▶ _Written task A_
In the Halloween shopping thread, what price does Jack Mac give for each 60" skeleton at the Raleigh Costco?
▶ _Written task B_
Continue the Halloween shopping thread from where it stops.

▶ _Source text_
▼

I've heard Garden Ridge has all their Halloween stuff out already. I'm on vacation so I can't check, but when I get back I will stop in and see what they have.


----------



## Jack Mac

BobbyA said:


> Brandon Fl had at least a pallet of them for $38.99 ea.
> Reasonable to assume other stores have or will soon get them also.
> These went pretty fast last year.


That is great to hear! I missed out on them last year. You wouldn't have the item number for any chance?


----------



## jdubbya

Was at Michaels a couple weeks ago and they had Halloween ribbon on an end cap near the seasonal stuff. Also had crows, owls and some fall foliage out.


----------



## Jack Mac

Stopped by Costco today and picked up 3 of their 60" skeletons. They got 2 pallets in yesterday, one pallet already gone and the second one had about 3/4 left. They are $37.99 each and the item number is #988565. This was at the Raleigh store for those in the triangle area. They said that they might get a second shipment in mid to late August. These are my first skellies and I couldn't be happier with them. If I see them next month at Costco, I will probably pick up a couple more. It's funny the looks I got while I was heading to the check out lanes with these guys in my cart. A lady did a full 360 around the moving cart while I was walking, I just had to smile.

▲

▶ _Information shown_
▼

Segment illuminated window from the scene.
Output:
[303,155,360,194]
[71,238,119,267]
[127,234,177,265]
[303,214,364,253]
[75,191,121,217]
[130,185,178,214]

▲

▶ _Response A_
$37.99 each

▶ _Response B_
----------



## Up_Up_And_Away

Jack Mac said:


> Stopped by Costco today and picked up 3 of their 60" skeletons. They got 2 pallets in yesterday, one pallet already gone and the second one had about 3/4 left. They are $37.99 each and the item number is #988565.


They're at the Orlando location, too! Well, at least they had them a few days ago...


----------



## Jack Mac

Up_Up_And_Away said:


> They're at the Orlando location, too! Well, at least they had them a few days ago...


Is that the one on OBT South or the one in Winter Park?


----------



## Up_Up_And_Away

Jack Mac said:


> Is that the one on OBT South or the one in Winter Park?


OBT South


----------



## CrazedHaunter

Dammit, I don't have a Costco membership..... Come on Walgreens....


----------



## Blackrose1978

Wal-Mart will be setting up Halloween starting Aug 10th!!! And that should be for all Wal-Marts!! I plan on sneaking peeks as soon as I see boxes in the back.


----------



## Hauntiholik

Michael's is starting to put out the first of the Halloween decorations.

Sparkly garland, witch potion bottles, metal signs, black glitter candelabras, witch potion bottles, small wooden painted boxes with wording (potions, hexes and curses) and vintage looking ornaments for your halloween tree.


----------



## thanosstar

michaels and dollar tree in cedar rapids iowa have started putting out things here


----------



## Death's Door

Was at Yankee Candle on Saturday to pick up some candles and they have their fall scents out on display. When I got to the cash register, they were handing out a promotional for the "2013 Boney Bunch" that was going on display on August 3rd.


----------



## Pumpkin5

:jol: Hey Peeps, I just received an email from Grandinroad on a couple new Halloween props they just introduced. The vintage ghosts look good. I like the different size eyes. Check them out....
http://www.grandinroad.com/hanging-...549744?defattrib=&defattribvalue=&listIndex=4


----------



## Hairazor

P5, I love the Vintage Bride.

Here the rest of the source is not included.